Dataset entries:

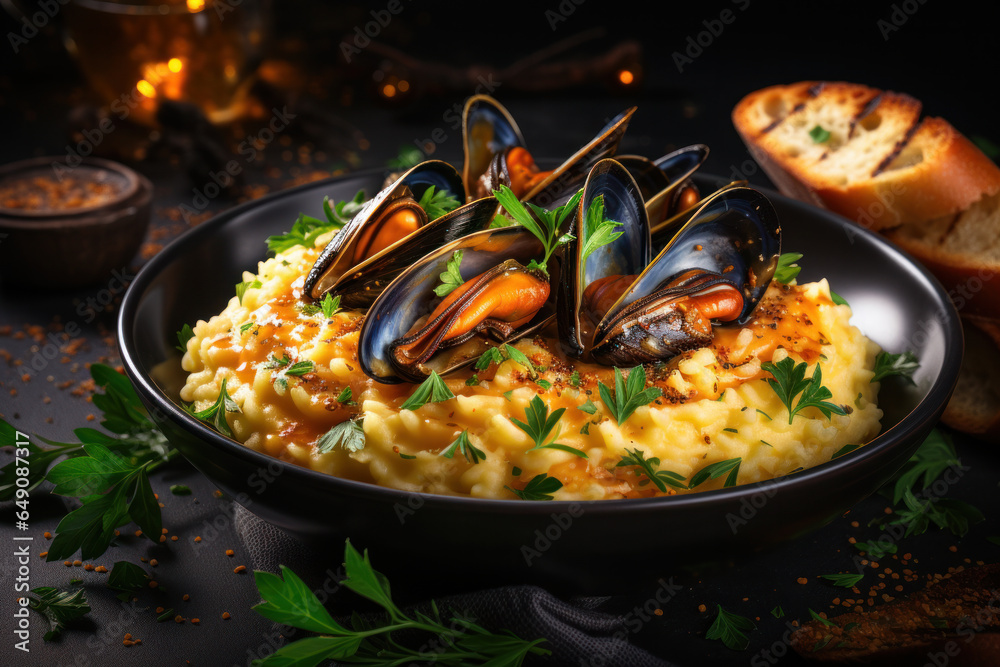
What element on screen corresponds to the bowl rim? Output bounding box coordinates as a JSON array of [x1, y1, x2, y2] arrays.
[[0, 156, 147, 224], [118, 166, 964, 515]]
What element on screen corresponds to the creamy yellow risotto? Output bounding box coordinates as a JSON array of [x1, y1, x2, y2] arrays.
[[179, 230, 883, 501]]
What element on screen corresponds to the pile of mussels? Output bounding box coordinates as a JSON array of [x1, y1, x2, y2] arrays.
[[303, 96, 782, 385]]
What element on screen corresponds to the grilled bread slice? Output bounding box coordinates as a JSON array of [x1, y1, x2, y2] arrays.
[[943, 316, 1000, 441], [732, 82, 1000, 231]]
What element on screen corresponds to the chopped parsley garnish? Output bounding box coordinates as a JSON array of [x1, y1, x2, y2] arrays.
[[513, 396, 587, 458], [577, 398, 598, 415], [465, 375, 480, 386], [316, 419, 365, 454], [505, 473, 562, 501], [774, 252, 803, 284], [267, 190, 366, 254], [569, 370, 581, 387], [475, 344, 536, 377], [809, 125, 831, 143], [771, 606, 784, 619], [433, 250, 464, 297], [762, 358, 846, 424], [399, 371, 455, 411], [689, 458, 741, 488], [536, 379, 552, 390], [321, 293, 341, 319], [439, 430, 485, 464], [239, 321, 255, 334], [492, 185, 581, 276], [706, 605, 755, 650], [830, 290, 849, 306], [191, 378, 240, 437], [417, 185, 460, 221], [270, 359, 314, 396], [235, 279, 262, 305], [175, 323, 194, 352], [336, 387, 353, 404], [616, 448, 687, 492], [580, 194, 623, 263], [871, 350, 919, 384], [756, 408, 772, 421], [598, 366, 662, 425]]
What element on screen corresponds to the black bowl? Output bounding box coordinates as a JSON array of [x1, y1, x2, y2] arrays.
[[119, 170, 962, 593]]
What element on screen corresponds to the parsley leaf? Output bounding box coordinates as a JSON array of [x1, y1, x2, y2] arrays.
[[399, 371, 455, 410], [689, 458, 742, 488], [267, 191, 366, 254], [251, 540, 551, 664], [318, 293, 341, 319], [434, 249, 464, 297], [417, 185, 460, 221], [616, 448, 687, 492], [316, 419, 365, 454], [512, 395, 587, 458], [771, 606, 785, 619], [336, 387, 353, 404], [890, 429, 960, 504], [809, 125, 831, 143], [569, 370, 581, 387], [107, 561, 149, 600], [774, 252, 803, 284], [239, 321, 255, 334], [820, 573, 864, 588], [440, 430, 485, 464], [191, 378, 241, 437], [577, 398, 598, 415], [830, 290, 849, 307], [474, 344, 536, 376], [762, 358, 846, 424], [25, 587, 91, 641], [889, 490, 984, 538], [580, 194, 624, 263], [235, 279, 262, 305], [493, 185, 582, 276], [809, 609, 837, 627], [853, 540, 896, 559], [175, 323, 194, 352], [505, 473, 563, 501], [706, 605, 755, 651], [598, 366, 662, 425], [871, 350, 919, 384]]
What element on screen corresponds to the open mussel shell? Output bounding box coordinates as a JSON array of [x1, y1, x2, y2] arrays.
[[556, 158, 650, 358], [649, 179, 749, 249], [594, 187, 781, 356], [523, 106, 637, 209], [305, 161, 466, 300], [325, 197, 499, 309], [359, 227, 551, 384], [617, 145, 709, 224], [462, 95, 526, 199]]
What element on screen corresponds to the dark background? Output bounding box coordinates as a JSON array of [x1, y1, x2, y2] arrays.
[[1, 1, 999, 666]]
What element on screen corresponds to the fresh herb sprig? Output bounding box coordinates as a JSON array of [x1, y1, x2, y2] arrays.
[[706, 605, 756, 651], [434, 250, 464, 297], [820, 573, 864, 588], [580, 195, 623, 262], [316, 418, 365, 454], [175, 323, 194, 352], [267, 190, 367, 253], [475, 343, 537, 377], [598, 366, 662, 425], [252, 541, 550, 665], [505, 473, 563, 501], [417, 185, 460, 221], [400, 371, 455, 411], [761, 358, 846, 424], [190, 378, 241, 436], [440, 430, 486, 464], [513, 396, 587, 458], [774, 252, 803, 284], [616, 448, 686, 492], [236, 279, 262, 305], [689, 458, 742, 489], [492, 185, 581, 276], [24, 587, 91, 641], [871, 350, 919, 384]]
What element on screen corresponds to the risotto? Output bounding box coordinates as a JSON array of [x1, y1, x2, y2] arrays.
[[179, 230, 883, 501]]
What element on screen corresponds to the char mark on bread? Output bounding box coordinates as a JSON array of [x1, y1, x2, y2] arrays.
[[871, 117, 922, 177]]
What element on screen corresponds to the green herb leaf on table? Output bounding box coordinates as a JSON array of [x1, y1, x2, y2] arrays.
[[820, 573, 864, 588], [598, 366, 662, 425], [580, 194, 624, 263], [493, 185, 582, 276], [399, 371, 455, 410], [889, 489, 984, 538], [809, 609, 837, 627], [771, 606, 785, 619], [252, 540, 550, 665], [175, 323, 194, 352], [774, 252, 803, 284], [316, 419, 365, 454], [417, 185, 460, 221], [706, 605, 756, 651], [505, 473, 563, 501], [689, 458, 742, 489], [170, 484, 192, 495], [890, 429, 961, 504], [853, 540, 897, 559], [440, 430, 486, 464], [871, 350, 919, 384], [512, 395, 587, 459], [235, 279, 262, 305], [616, 448, 687, 492], [761, 358, 847, 424], [25, 587, 91, 641], [107, 561, 149, 600], [434, 249, 465, 297]]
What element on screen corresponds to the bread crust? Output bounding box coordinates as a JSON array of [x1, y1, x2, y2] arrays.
[[941, 317, 1000, 441]]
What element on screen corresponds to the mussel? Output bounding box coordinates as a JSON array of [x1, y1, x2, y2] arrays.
[[617, 144, 709, 225], [462, 95, 637, 207], [358, 227, 553, 384], [305, 161, 495, 306], [557, 159, 781, 366]]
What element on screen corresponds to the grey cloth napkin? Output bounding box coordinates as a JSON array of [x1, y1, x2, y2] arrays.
[[234, 505, 671, 667]]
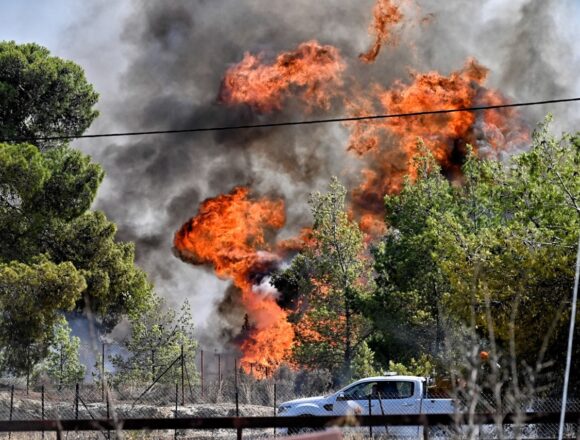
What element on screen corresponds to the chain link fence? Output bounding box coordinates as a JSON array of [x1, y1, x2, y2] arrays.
[[0, 342, 577, 438], [0, 377, 576, 438]]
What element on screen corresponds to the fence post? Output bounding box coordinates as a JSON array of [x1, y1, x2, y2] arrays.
[[181, 345, 185, 405], [59, 345, 64, 391], [41, 385, 45, 440], [151, 349, 155, 379], [8, 384, 14, 440], [235, 389, 241, 440], [200, 349, 204, 399], [215, 351, 222, 402], [75, 383, 79, 420], [368, 394, 373, 438], [273, 382, 277, 438], [101, 343, 105, 402], [234, 358, 238, 390], [175, 383, 179, 440], [106, 387, 111, 440], [217, 352, 221, 382], [26, 346, 30, 395]]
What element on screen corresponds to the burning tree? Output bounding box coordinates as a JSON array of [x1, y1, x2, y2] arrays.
[[275, 178, 375, 382]]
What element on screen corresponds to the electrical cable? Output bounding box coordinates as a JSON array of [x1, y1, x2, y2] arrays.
[[0, 97, 579, 143]]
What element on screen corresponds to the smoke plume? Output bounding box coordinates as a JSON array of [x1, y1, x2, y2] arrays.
[[58, 0, 580, 359]]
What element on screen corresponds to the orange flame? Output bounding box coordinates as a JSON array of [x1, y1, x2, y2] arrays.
[[219, 40, 345, 112], [347, 58, 529, 225], [173, 187, 294, 374], [175, 1, 531, 375], [359, 0, 404, 63]]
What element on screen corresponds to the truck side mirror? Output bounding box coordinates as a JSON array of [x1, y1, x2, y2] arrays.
[[336, 392, 346, 401]]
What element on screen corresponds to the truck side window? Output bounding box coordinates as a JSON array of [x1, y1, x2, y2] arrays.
[[342, 382, 378, 400], [377, 381, 414, 399]]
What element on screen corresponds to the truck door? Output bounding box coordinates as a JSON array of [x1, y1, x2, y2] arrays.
[[377, 380, 418, 414], [334, 381, 379, 416], [377, 380, 420, 437]]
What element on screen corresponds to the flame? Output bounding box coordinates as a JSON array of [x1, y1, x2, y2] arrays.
[[219, 40, 345, 112], [173, 187, 294, 374], [359, 0, 405, 63], [174, 1, 531, 375], [347, 58, 529, 225]]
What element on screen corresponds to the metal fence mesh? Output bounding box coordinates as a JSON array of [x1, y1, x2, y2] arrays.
[[0, 377, 576, 438], [0, 343, 576, 438]]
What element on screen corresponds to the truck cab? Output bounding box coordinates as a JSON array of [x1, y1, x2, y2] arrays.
[[278, 375, 453, 435]]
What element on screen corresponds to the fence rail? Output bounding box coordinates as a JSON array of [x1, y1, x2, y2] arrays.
[[0, 412, 577, 435]]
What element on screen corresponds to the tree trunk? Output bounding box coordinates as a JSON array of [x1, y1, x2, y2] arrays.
[[343, 291, 353, 382]]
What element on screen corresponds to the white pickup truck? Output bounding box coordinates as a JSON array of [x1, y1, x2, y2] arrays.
[[278, 374, 454, 436]]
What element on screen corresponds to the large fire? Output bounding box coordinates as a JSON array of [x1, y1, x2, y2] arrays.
[[173, 188, 294, 374], [219, 40, 345, 113], [174, 0, 530, 374], [347, 58, 529, 220]]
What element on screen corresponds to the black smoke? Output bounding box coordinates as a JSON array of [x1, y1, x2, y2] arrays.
[[61, 0, 580, 348]]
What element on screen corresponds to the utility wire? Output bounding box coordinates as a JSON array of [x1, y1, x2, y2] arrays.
[[1, 97, 579, 143]]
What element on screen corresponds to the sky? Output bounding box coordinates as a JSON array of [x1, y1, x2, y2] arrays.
[[2, 0, 580, 349]]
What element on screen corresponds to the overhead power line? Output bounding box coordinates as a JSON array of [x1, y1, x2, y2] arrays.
[[1, 96, 580, 143]]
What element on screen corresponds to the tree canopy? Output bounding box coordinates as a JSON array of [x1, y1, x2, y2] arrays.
[[372, 118, 580, 387], [0, 258, 85, 375], [0, 42, 154, 376], [0, 142, 153, 327], [0, 41, 99, 149], [275, 177, 374, 382]]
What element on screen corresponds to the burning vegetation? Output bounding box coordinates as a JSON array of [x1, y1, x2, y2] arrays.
[[173, 187, 294, 375], [174, 0, 530, 375]]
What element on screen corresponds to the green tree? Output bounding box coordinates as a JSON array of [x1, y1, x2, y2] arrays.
[[0, 43, 154, 376], [275, 177, 374, 382], [0, 41, 99, 149], [0, 258, 86, 376], [351, 341, 379, 380], [35, 316, 85, 387], [0, 143, 153, 329], [371, 147, 454, 366], [374, 118, 579, 386], [110, 297, 198, 386]]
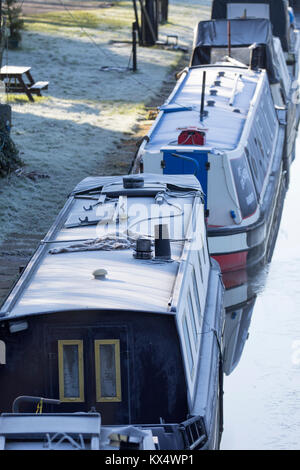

- What you have to do
Your task is to print exactly the lines from the one containing "What element on screen corresponds to the sky?" through the final line of the records above, with no pictures and nothing more.

- Result below
What element on screen corresponds to the sky? Output bounding box coordinates as a JSON array of [x1, y1, x2, y2] arrays.
[[2, 0, 580, 349]]
What element on screen corresponds to the overhead power line? Output bounding box coordinates as a JSON array of [x1, y1, x2, y2] arrays.
[[1, 96, 580, 143]]
What element on screen corresponds to the tree canopy? Output bounding box coordinates as a JSON array of [x1, y1, x2, y2] arrays.
[[372, 118, 580, 387], [0, 258, 85, 375], [0, 42, 154, 376], [0, 142, 153, 327], [0, 41, 99, 149], [275, 177, 374, 382]]
What element on screen corresponds to the burning vegetation? Output bounding box coordinates as a JSON array of [x1, y1, x2, y2] arrays.
[[173, 187, 294, 375], [174, 0, 530, 375]]
What element on screen corresponds to the green tree? Output bounding box coordinates as a JSON array of [x1, y1, x2, y2] arrays.
[[0, 43, 154, 376], [275, 177, 374, 382], [0, 41, 99, 149], [0, 258, 86, 376], [351, 341, 379, 380], [35, 316, 85, 387], [0, 143, 153, 329], [371, 147, 454, 366], [374, 118, 579, 386], [110, 297, 198, 386]]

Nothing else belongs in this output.